GIVEN TASK:
Your task is to return the span of lines beginning at the one with "Please trace the outline of every instance of the wooden" and ending at the last line of the data, exactly as it stands.

Begin

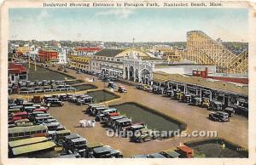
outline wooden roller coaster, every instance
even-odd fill
[[[236,54],[201,31],[187,33],[187,54],[185,58],[197,64],[215,65],[220,73],[248,72],[248,52]]]

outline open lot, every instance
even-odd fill
[[[34,65],[31,64],[30,68],[28,64],[25,66],[28,69],[28,80],[29,81],[42,81],[42,80],[70,80],[74,79],[73,77],[60,73],[57,71],[51,71],[46,68],[37,66],[37,71],[34,70]]]
[[[56,70],[56,68],[51,68]],[[75,77],[77,79],[89,80],[93,76],[85,74],[76,74],[75,71],[68,70],[68,74]],[[44,77],[46,79],[46,77]],[[96,78],[96,82],[86,82],[88,84],[93,84],[98,87],[98,89],[107,89],[107,82],[103,82]],[[117,83],[117,85],[121,85]],[[123,85],[123,84],[122,84]],[[153,94],[142,90],[137,90],[133,86],[124,85],[128,93],[119,94],[119,100],[114,101],[108,100],[108,105],[119,105],[125,102],[137,102],[148,107],[154,109],[163,114],[177,118],[187,123],[187,133],[192,131],[218,131],[218,135],[234,144],[237,144],[247,149],[248,138],[248,121],[247,118],[241,116],[235,116],[230,122],[218,122],[210,121],[207,118],[209,111],[204,108],[190,106],[187,104],[178,103],[170,98],[161,95]],[[103,94],[100,94],[104,98]],[[106,97],[106,96],[105,96]],[[207,137],[182,138],[175,137],[165,140],[151,140],[145,143],[130,142],[128,139],[121,137],[108,137],[106,130],[100,122],[96,122],[95,128],[80,128],[79,121],[80,119],[93,119],[84,114],[84,111],[87,105],[75,105],[74,104],[66,102],[62,107],[52,107],[49,113],[58,121],[73,133],[78,133],[87,139],[89,142],[102,142],[109,145],[115,149],[120,150],[125,157],[137,154],[148,154],[158,152],[163,150],[175,148],[180,142],[185,143],[194,139],[207,139]],[[154,120],[154,119],[152,119]],[[153,121],[154,122],[154,121]],[[239,134],[239,135],[238,135]]]

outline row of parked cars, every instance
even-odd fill
[[[64,81],[36,81],[36,82],[19,82],[9,86],[9,93],[10,94],[31,94],[43,92],[55,92],[63,90],[76,90],[71,85],[66,84]]]
[[[198,152],[190,147],[180,144],[176,149],[169,149],[157,153],[142,154],[131,158],[192,158],[205,157],[205,154]]]
[[[209,89],[201,90],[187,87],[187,89],[185,90],[184,88],[177,88],[176,86],[175,88],[168,88],[157,85],[150,86],[148,84],[138,84],[137,85],[137,88],[170,97],[172,100],[188,103],[190,105],[196,105],[213,111],[208,117],[209,119],[213,121],[229,122],[230,121],[230,118],[235,114],[234,108],[225,106],[221,101],[212,99],[212,94]],[[195,93],[193,94],[191,91],[194,91]]]
[[[130,138],[133,142],[144,142],[154,139],[154,131],[148,129],[144,122],[132,122],[131,119],[120,115],[116,108],[108,108],[104,105],[89,105],[85,112],[96,117],[96,121],[112,128],[120,136]]]
[[[60,138],[59,138],[60,139]],[[59,139],[60,141],[60,139]],[[121,158],[122,153],[102,143],[88,143],[78,134],[69,134],[61,139],[63,152],[56,158]]]
[[[51,96],[51,99],[57,99],[54,97],[56,96]],[[48,98],[46,96],[43,97],[43,99],[48,100],[50,98]],[[44,147],[43,146],[43,144],[49,145],[49,143],[50,144],[50,141],[52,141],[57,146],[62,147],[62,151],[61,151],[61,153],[59,154],[60,156],[58,156],[57,158],[123,157],[123,155],[119,151],[114,150],[109,145],[103,145],[101,143],[88,143],[88,141],[79,134],[72,134],[68,129],[66,129],[56,119],[47,113],[48,110],[48,107],[44,107],[40,104],[26,102],[25,100],[21,100],[21,99],[16,100],[9,98],[9,140],[18,140],[19,144],[23,144],[24,142],[22,140],[20,140],[20,139],[27,139],[27,141],[26,142],[26,145],[33,145],[33,144],[35,143],[42,143],[42,147]],[[37,126],[44,127],[36,128]],[[15,128],[20,128],[20,129],[16,129]],[[23,129],[22,128],[26,128],[26,129]],[[16,133],[15,132],[19,132],[17,133],[17,136],[15,135]],[[35,137],[42,138],[34,138],[35,134],[37,134]],[[46,137],[46,139],[43,138],[44,136]],[[16,142],[16,144],[18,144],[18,141]],[[18,156],[18,153],[15,151],[15,148],[13,148],[13,143],[10,142],[9,144],[9,151],[10,152],[11,152],[12,156]],[[30,151],[29,155],[32,155],[34,151],[37,152],[37,150],[44,150],[44,148],[41,149],[41,145],[35,147],[36,148],[34,149],[34,151]],[[44,151],[44,151],[47,152],[48,151]],[[24,151],[24,153],[26,151]],[[26,152],[26,154],[28,153]],[[42,153],[42,155],[44,155],[44,153]]]

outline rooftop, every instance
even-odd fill
[[[48,140],[48,139],[45,137],[27,138],[27,139],[24,139],[10,141],[10,142],[9,142],[9,145],[11,148],[13,148],[13,147],[21,146],[21,145],[31,145],[31,144],[47,141],[47,140]]]
[[[119,53],[123,52],[124,49],[114,49],[114,48],[104,48],[94,55],[96,56],[106,56],[106,57],[114,57]]]
[[[21,64],[15,64],[14,62],[11,62],[9,64],[8,71],[11,74],[20,74],[21,72],[27,71],[27,69],[24,67]]]
[[[38,130],[47,130],[47,127],[44,125],[36,125],[36,126],[30,126],[30,127],[15,127],[8,128],[9,134],[14,133],[25,133],[25,132],[32,132],[32,131],[38,131]]]
[[[52,141],[46,141],[42,143],[36,143],[32,145],[27,145],[24,146],[19,146],[13,148],[12,151],[15,156],[31,153],[34,151],[38,151],[42,150],[49,149],[55,146],[55,144]]]
[[[78,47],[75,48],[74,50],[76,51],[100,51],[102,48],[101,47]]]
[[[167,63],[162,63],[162,64],[155,64],[154,65],[156,67],[160,66],[160,67],[165,67],[165,66],[184,66],[184,65],[205,65],[205,66],[214,66],[214,65],[204,65],[204,64],[194,64],[194,63],[175,63],[175,64],[167,64]]]

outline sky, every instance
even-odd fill
[[[247,9],[10,9],[10,40],[186,41],[189,31],[247,42]]]

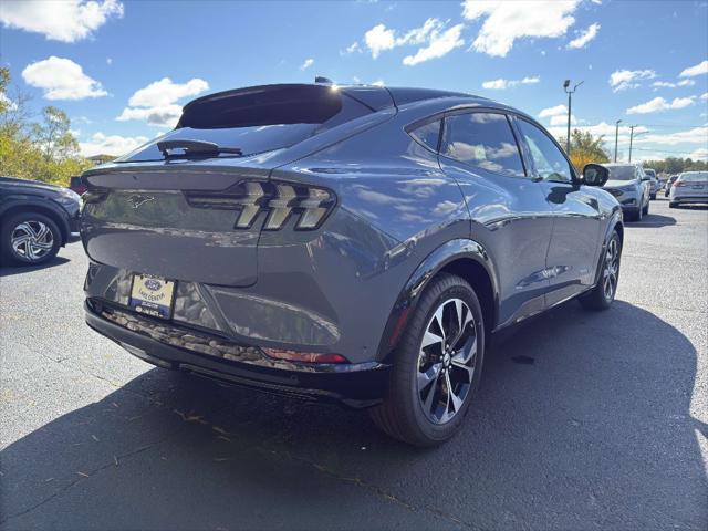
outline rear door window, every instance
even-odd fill
[[[440,154],[497,174],[525,175],[509,121],[499,113],[446,116]]]
[[[517,123],[529,146],[539,177],[553,183],[572,183],[571,165],[549,135],[525,119],[518,119]]]
[[[440,122],[441,119],[428,122],[427,124],[410,129],[408,134],[418,143],[429,147],[434,152],[437,152],[438,142],[440,139]]]

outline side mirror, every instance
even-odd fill
[[[587,186],[604,186],[610,178],[610,170],[600,164],[586,164],[583,168],[583,184]]]

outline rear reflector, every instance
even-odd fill
[[[288,360],[290,362],[303,362],[303,363],[348,363],[348,360],[341,354],[319,354],[316,352],[296,352],[296,351],[283,351],[281,348],[264,348],[261,350],[270,357],[275,360]]]

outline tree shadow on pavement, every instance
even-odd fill
[[[462,431],[425,451],[363,413],[148,371],[0,452],[2,528],[706,529],[678,330],[570,303],[492,351]]]
[[[61,252],[61,251],[60,251]],[[46,268],[54,268],[56,266],[61,266],[63,263],[69,262],[70,260],[64,257],[56,256],[52,258],[50,261],[40,263],[39,266],[15,266],[15,264],[2,264],[0,266],[0,278],[2,277],[12,277],[13,274],[24,274],[31,273],[32,271],[40,271]]]

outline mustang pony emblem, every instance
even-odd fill
[[[140,205],[154,200],[155,198],[153,196],[143,196],[142,194],[134,194],[127,198],[127,201],[133,205],[133,208],[139,208]]]

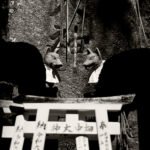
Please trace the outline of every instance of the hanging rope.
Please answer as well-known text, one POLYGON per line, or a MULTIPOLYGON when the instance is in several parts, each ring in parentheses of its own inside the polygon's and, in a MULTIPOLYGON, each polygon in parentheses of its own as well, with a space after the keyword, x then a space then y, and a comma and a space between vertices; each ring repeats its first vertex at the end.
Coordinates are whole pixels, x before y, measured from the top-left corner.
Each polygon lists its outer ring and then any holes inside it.
POLYGON ((81 39, 81 51, 84 48, 84 39, 83 39, 83 36, 84 36, 84 23, 85 23, 86 2, 87 2, 87 0, 85 0, 85 2, 84 2, 84 8, 83 8, 83 18, 82 18, 82 28, 81 28, 81 37, 82 37, 82 39, 81 39))
POLYGON ((145 34, 145 29, 144 29, 144 26, 143 26, 143 21, 142 21, 142 17, 141 17, 141 13, 140 13, 139 0, 131 0, 131 3, 134 7, 137 21, 139 22, 140 46, 142 47, 142 34, 143 34, 143 37, 144 37, 144 40, 145 40, 145 45, 146 45, 146 47, 148 47, 149 44, 148 44, 147 36, 145 34))

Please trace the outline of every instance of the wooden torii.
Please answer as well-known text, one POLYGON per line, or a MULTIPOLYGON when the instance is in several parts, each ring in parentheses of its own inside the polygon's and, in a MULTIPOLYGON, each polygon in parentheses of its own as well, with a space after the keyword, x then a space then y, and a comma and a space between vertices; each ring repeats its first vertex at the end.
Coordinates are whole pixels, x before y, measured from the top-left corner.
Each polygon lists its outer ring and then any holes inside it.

End

OUTPUT BELOW:
Please trace the outline of every instance of the wooden torii.
Please answer as well-known text, one POLYGON per line, or a MULTIPOLYGON when the instance is in several parts, each ring in parentheses of its own inside the polygon's and, in a MULTIPOLYGON, each polygon in parentheses of its own as well, with a space after the keyword, x then a space then y, and a comma and a space between vertices; each ring repeats its first vertex at the end.
Coordinates are whole pixels, x before y, measured from the top-left corner.
Each polygon lists its outer ring and then any holes inside it.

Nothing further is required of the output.